• Task to complete:
Write out exactly the lines below that run from the line containing "provide the segmentation of flower" through the last line of the records.

• Stored rows:

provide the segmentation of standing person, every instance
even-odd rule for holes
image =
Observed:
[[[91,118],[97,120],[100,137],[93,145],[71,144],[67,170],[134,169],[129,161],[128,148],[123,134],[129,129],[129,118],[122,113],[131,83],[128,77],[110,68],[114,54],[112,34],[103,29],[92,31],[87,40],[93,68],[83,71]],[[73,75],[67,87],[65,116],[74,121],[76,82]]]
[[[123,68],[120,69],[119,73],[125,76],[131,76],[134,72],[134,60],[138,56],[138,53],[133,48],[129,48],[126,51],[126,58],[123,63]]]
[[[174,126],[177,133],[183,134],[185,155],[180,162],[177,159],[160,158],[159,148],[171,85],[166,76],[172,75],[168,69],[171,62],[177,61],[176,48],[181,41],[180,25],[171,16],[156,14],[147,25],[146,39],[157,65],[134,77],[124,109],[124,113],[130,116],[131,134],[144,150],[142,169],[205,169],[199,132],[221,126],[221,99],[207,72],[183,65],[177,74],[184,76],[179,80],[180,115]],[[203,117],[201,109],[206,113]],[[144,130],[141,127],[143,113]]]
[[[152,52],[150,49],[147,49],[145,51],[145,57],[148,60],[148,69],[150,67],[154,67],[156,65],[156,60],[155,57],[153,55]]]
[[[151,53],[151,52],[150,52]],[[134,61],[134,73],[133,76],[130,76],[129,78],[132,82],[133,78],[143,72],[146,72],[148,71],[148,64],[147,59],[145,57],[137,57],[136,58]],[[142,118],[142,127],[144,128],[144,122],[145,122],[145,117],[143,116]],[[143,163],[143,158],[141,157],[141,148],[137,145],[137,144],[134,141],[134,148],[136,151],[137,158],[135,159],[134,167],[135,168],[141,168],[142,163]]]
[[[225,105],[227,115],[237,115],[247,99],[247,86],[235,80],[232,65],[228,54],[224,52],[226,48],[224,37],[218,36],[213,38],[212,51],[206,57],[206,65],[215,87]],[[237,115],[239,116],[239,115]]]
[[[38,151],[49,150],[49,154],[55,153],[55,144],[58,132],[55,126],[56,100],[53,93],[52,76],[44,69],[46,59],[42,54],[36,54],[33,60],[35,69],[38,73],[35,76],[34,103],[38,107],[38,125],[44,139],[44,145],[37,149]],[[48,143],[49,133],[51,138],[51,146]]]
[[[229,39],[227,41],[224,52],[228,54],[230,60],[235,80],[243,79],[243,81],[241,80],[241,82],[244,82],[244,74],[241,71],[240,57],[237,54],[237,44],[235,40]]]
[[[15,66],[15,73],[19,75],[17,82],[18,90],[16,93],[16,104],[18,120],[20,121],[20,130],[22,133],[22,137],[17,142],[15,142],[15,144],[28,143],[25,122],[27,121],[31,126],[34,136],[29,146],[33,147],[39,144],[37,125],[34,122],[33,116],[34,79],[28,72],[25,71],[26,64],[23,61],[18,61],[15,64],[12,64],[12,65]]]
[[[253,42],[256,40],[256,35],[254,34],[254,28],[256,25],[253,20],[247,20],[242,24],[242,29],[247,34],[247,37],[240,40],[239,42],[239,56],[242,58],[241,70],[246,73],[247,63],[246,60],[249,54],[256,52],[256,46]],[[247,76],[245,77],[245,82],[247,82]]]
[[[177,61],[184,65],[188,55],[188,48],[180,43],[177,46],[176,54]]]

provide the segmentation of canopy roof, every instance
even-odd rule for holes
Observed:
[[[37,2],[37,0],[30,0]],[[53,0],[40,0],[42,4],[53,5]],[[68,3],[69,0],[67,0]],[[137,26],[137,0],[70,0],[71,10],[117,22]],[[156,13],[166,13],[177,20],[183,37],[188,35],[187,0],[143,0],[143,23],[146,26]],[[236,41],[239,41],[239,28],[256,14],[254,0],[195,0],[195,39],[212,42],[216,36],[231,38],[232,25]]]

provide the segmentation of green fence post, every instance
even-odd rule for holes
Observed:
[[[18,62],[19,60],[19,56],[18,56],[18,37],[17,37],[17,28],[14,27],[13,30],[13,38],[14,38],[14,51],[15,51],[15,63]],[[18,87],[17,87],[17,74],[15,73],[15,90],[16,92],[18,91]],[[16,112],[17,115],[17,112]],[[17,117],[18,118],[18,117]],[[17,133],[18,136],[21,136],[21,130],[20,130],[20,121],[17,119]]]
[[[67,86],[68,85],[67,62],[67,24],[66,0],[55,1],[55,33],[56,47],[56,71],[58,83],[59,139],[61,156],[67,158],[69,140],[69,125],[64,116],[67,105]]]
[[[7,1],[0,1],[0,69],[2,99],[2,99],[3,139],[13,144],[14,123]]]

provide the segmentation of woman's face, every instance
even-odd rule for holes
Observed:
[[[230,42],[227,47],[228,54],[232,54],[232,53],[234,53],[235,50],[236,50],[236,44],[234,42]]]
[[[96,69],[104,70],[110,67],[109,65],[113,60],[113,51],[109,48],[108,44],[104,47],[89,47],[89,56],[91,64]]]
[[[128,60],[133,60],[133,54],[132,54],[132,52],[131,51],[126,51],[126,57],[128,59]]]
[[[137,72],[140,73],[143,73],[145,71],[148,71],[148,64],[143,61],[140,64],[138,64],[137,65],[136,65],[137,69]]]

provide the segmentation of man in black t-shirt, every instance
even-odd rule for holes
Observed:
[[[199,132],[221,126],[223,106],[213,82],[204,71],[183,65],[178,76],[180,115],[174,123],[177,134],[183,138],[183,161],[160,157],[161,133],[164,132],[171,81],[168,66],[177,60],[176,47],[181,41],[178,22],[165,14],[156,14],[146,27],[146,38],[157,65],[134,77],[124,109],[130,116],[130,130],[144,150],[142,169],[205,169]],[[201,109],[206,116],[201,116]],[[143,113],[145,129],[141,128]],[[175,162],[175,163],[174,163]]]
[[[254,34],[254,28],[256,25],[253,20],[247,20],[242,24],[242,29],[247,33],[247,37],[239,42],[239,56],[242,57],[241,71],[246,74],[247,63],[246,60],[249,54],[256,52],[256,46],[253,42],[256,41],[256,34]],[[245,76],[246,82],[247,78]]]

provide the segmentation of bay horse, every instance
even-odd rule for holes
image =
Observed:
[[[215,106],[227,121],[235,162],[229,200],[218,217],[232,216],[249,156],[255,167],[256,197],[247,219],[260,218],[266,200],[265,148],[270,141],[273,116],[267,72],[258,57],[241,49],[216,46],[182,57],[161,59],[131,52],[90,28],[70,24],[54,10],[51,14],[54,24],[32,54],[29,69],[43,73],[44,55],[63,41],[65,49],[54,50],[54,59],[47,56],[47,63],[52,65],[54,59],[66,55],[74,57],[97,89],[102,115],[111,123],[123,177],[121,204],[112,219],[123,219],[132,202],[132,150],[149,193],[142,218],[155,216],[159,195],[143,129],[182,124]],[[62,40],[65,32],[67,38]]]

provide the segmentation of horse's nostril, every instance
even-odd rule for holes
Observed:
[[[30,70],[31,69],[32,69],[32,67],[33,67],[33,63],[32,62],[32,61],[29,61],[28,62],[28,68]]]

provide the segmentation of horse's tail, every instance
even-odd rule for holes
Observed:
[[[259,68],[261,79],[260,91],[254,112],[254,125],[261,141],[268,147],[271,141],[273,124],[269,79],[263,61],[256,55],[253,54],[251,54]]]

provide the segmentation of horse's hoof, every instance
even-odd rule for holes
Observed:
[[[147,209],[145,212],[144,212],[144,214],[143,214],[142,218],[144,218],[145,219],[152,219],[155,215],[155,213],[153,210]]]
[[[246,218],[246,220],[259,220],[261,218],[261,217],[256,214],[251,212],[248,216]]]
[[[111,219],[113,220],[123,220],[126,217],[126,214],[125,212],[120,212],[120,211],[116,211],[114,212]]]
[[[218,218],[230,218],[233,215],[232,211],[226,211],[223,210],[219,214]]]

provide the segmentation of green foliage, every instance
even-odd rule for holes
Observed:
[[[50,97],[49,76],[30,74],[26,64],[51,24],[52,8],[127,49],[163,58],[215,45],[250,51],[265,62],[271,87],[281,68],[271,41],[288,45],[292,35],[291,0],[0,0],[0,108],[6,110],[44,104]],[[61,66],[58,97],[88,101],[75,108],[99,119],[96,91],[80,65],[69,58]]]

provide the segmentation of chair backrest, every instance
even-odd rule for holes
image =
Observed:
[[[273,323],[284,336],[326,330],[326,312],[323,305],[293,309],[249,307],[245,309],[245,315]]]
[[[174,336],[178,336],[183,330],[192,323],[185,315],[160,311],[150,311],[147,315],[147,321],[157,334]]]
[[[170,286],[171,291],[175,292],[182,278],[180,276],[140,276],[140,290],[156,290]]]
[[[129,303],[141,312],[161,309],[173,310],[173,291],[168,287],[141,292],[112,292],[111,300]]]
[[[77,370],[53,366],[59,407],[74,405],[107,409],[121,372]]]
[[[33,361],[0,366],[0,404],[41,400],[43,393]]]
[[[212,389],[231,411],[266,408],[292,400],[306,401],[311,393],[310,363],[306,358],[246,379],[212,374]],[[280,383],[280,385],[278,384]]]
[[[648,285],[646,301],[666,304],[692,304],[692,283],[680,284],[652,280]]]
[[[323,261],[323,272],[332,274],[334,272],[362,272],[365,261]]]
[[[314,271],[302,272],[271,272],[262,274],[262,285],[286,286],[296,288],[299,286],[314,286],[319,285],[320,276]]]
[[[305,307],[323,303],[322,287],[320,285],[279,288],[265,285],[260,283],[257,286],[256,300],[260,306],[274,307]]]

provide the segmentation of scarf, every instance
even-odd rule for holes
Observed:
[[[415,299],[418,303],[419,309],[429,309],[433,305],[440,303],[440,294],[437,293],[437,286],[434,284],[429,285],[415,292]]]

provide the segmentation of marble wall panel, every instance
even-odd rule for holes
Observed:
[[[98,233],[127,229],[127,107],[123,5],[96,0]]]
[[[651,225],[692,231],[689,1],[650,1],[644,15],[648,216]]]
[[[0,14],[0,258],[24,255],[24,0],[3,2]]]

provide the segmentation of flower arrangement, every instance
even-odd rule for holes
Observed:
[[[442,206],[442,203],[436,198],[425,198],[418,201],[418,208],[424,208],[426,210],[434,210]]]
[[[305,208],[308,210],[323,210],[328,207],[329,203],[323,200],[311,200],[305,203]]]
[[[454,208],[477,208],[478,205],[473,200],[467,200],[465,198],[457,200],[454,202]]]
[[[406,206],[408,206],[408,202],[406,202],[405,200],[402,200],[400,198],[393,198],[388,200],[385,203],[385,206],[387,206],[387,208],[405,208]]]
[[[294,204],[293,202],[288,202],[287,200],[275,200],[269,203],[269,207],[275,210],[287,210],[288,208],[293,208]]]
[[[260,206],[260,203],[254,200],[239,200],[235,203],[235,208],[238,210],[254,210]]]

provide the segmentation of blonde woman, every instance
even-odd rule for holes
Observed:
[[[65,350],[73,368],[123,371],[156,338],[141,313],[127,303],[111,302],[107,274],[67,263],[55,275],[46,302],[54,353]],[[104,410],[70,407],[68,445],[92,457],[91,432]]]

• Written answer:
provide the segmentation of flower arrangement, every instance
even-odd rule for holes
Observed:
[[[442,206],[442,203],[436,198],[425,198],[418,201],[418,208],[424,208],[426,210],[434,210]]]
[[[305,208],[308,210],[323,210],[328,207],[329,203],[323,200],[311,200],[305,203]]]
[[[454,208],[477,208],[478,205],[473,200],[467,200],[465,198],[457,200],[454,202]]]
[[[406,206],[408,206],[408,202],[406,202],[405,200],[402,200],[400,198],[393,198],[388,200],[385,203],[385,206],[387,206],[387,208],[405,208]]]
[[[294,204],[293,202],[288,202],[287,200],[275,200],[269,203],[269,207],[275,210],[287,210],[288,208],[293,208]]]
[[[260,206],[260,203],[254,200],[239,200],[235,203],[235,208],[238,210],[254,210]]]

provide the segmentation of blonde woman, every instance
even-odd rule for holes
Observed:
[[[65,350],[73,368],[123,371],[156,338],[141,313],[127,303],[111,302],[107,274],[67,263],[55,275],[46,302],[54,353]],[[104,410],[70,407],[68,445],[92,457],[91,432]]]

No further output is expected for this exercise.